··· ИЗБРАННЫЙ ОТРЫВОК ···

Читаем Мейсенский узник полностью

Куда богаче возможностями подглазурная роспись. Пигменты наносят на неглазурованный «бисквит», после чего изделие покрывают глазурью и обжигают. Подглазурная роспись самая устойчивая: какими бы тонкими ни были изображения экзотических садов или пышно разодетых придворных, они надежно защищены непроницаемой стеклянистой оболочкой — окном в изысканный нарисованный мир.

Однако этот метод чреват многими сложностями. Используемые пигменты должны быть устойчивы к высочайшим температурам, которым подвергается в печи помещенное в капсель изделие. Именно при таких температурах они приобретают нужный оттенок. Малейшая ошибка в составе смеси или температуре обжига — и цвет станет неразличимым, или роспись растечется в глазури, утратив четкость линий.

За четыре столетия до того, как Бёттгер начал свои опыты, мастера из округа Цзиндэчжэнь в восточном Китае освоили подглазурную роспись с использованием оксида кобальта, дающего при обжиге насыщенный синий цвет. Метод распространился в Корею и Японию, где в поселке Арита на острове Кюсю бело-синий фарфор производят с начала семнадцатого века. Во времена Бёттгера восточные мастера довели эту технику до невероятного совершенства, используя ее как отдельно, для создания характерной бело-синей цветовой гаммы, так и в комбинации с надглазурной росписью, позволяющей создать пышное многоцветье. Именно таким по большей части и был привозной фарфор — предмет вожделений Августа.

С точки зрения короля, пока Бёттгер не научился делать синюю подглазурную и цветную надглазурную роспись, его работа по созданию фарфора оставалась незавершенной. А эта задача, как оказалось, немногим уступала в сложности получению золота из свинца.

Глава 9

Цена свободы

Ничто так дух не веселит,Ничто не радует так взор,Ничто так дивно не блестит,
Как древний голубой фарфор.Эндрю Лэнг.Баллада о голубом фарфоре. 1880.

Как писал Шелли, все на свете подвластно судьбе, удаче, случаю, изменчивости и времени[10]. Невероятное сочетание исключительных обстоятельств и редкостной одаренности сформировало жизнь Бёттгера и слепило его характер, однако в попытке этот характер описать исследователь сталкивается с мучительно противоречивой картиной: человек переменчивого нрава, в котором непредсказуемо слились угрюмость и сентиментальность, холодный рассудок и отзывчивость. То отчаянно смелый, то нерешительный, тщеславный и слабый; обаятельный жизнелюб и опустившийся пьяница, но всегда — гениальный и прилежный ученый-химик.

Лицо Бёттгера на портретах и медальонах отражает трагическую противоречивость его натуры. Единственный известный прижизненный портрет сделан, когда изобретатель был уже тяжело болен. Мы видим изборожденный заботами лоб, суровый профиль с выступающим волевым подбородком, взгляд фанатика. На других, посмертных портретах нам предстает байронический герой: отчаянный кутила и франт с небрежными кудрями, алыми чувственными губами и огненным взором.

···

> ЗАДАНИЯ
(1) Ответьте по отрывку на три вопроса:
(а) На что наносят пигменты при подглазурной росписи?
(б) Какой цвет дает при обжиге оксид кобальта?
(в) В каком состоянии был изобретатель, когда сделали его единственный известный прижизненный портрет?
(2) Перечислите по отрывку все, чему, по словам Шелли, подвластно все на свете.

··· ЗАПИСИ ···

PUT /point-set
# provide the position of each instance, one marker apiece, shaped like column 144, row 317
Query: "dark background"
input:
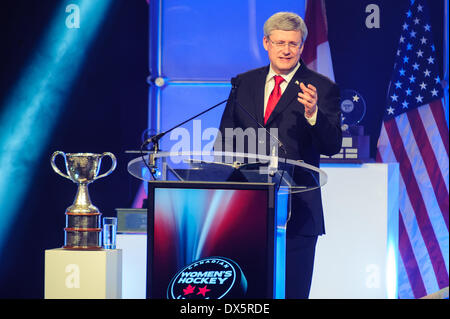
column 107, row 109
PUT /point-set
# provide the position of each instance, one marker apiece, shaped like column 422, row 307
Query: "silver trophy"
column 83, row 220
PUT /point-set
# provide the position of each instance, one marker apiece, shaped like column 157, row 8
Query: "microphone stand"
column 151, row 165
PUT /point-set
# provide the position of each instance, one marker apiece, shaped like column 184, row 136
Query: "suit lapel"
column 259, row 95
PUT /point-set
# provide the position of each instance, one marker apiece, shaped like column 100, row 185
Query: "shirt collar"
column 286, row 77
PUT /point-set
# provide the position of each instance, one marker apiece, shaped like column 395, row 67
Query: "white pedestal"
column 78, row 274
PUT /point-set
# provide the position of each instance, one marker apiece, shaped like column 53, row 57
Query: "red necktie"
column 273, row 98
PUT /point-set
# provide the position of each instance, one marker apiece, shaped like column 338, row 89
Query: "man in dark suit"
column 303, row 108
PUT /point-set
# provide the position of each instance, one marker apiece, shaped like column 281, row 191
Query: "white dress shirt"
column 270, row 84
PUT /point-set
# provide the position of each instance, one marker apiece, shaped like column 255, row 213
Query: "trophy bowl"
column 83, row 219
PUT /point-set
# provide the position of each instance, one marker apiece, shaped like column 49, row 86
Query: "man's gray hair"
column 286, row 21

···
··· ЗАПИСИ ···

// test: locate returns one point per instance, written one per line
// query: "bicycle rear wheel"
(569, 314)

···

> ОТВЕТЫ
(1)
(а) На неглазурованный «бисквит».
(б) Насыщенный синий.
(в) Он был уже тяжело болен.

(2) Судьба, удача, случай, изменчивость, время.